• **WHAT THIS TASK INVOLVES**
Collect every line in the records below that contains the string "positive", copying each one in full. Matching is case-sensitive.

• **INPUT FOR THIS TASK**
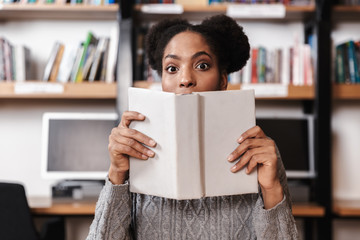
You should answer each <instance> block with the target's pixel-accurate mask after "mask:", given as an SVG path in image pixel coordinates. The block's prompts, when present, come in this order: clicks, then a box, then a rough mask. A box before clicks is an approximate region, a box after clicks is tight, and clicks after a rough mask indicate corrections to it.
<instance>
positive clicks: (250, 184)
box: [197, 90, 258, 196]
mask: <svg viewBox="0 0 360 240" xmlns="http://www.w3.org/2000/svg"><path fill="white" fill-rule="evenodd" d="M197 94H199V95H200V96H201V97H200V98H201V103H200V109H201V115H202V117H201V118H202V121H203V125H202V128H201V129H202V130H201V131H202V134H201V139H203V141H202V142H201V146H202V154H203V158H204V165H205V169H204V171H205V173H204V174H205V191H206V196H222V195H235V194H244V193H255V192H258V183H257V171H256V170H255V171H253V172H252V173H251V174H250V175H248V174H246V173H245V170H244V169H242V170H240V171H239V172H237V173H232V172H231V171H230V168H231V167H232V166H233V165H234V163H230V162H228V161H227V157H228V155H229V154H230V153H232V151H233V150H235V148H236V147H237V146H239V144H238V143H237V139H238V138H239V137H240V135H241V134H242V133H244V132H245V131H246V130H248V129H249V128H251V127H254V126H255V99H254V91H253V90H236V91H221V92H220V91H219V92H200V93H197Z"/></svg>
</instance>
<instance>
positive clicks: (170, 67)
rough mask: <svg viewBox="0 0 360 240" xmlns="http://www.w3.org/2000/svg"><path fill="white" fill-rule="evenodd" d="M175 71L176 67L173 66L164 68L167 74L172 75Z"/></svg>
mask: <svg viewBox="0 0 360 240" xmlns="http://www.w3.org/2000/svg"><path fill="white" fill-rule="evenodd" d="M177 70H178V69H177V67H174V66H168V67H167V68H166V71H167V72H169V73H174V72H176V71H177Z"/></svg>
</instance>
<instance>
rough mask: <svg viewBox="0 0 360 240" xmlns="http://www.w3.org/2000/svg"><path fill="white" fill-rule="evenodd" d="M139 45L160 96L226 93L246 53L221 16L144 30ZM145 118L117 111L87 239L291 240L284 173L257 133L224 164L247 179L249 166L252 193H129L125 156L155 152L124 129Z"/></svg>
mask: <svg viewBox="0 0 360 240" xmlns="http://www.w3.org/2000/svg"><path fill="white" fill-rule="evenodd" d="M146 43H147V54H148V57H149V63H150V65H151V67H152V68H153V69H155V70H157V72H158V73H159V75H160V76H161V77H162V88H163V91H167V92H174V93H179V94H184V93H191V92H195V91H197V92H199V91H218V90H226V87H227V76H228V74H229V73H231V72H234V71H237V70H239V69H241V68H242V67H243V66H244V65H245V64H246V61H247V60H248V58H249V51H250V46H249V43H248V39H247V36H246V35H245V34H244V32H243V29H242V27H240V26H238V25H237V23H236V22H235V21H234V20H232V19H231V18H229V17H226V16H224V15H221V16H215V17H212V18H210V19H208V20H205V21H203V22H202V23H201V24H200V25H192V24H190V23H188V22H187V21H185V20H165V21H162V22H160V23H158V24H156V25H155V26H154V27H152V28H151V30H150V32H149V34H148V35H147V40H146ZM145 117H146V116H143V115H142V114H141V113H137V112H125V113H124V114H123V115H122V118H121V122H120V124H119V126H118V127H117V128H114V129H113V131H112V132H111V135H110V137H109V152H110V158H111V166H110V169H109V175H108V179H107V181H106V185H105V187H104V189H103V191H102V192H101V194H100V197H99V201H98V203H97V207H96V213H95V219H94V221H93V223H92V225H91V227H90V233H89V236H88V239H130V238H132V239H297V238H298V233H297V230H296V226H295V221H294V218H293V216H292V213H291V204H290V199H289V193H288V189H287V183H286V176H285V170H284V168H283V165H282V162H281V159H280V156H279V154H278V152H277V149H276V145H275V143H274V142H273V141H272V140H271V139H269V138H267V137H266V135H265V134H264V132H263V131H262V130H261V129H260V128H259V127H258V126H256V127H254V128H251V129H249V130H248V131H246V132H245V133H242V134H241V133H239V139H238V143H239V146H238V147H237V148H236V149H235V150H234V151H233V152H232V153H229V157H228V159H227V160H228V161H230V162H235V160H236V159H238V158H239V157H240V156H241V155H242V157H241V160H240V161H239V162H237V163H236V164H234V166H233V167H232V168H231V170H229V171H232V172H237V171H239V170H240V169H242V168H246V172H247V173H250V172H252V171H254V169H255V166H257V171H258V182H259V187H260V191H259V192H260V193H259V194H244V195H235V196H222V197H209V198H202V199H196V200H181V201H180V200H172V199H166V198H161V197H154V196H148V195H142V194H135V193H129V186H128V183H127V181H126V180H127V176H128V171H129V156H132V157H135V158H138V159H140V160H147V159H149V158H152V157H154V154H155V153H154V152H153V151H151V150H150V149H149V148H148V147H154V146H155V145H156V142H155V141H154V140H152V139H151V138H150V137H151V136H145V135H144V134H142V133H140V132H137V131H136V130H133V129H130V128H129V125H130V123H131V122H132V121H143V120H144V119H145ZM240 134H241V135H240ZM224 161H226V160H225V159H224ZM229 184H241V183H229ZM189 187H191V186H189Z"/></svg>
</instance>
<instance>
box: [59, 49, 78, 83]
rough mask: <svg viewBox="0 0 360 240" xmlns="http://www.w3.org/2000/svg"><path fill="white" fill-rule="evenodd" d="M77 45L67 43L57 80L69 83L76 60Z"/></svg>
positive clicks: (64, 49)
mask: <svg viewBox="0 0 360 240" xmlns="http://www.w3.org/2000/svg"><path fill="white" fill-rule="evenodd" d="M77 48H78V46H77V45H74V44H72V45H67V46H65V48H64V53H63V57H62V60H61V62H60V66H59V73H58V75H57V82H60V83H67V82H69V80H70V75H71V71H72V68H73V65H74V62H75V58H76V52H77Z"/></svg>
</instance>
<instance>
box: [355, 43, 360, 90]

• **SOLUTION BELOW**
positive clicks: (250, 184)
positive clicks: (170, 67)
positive clicks: (64, 49)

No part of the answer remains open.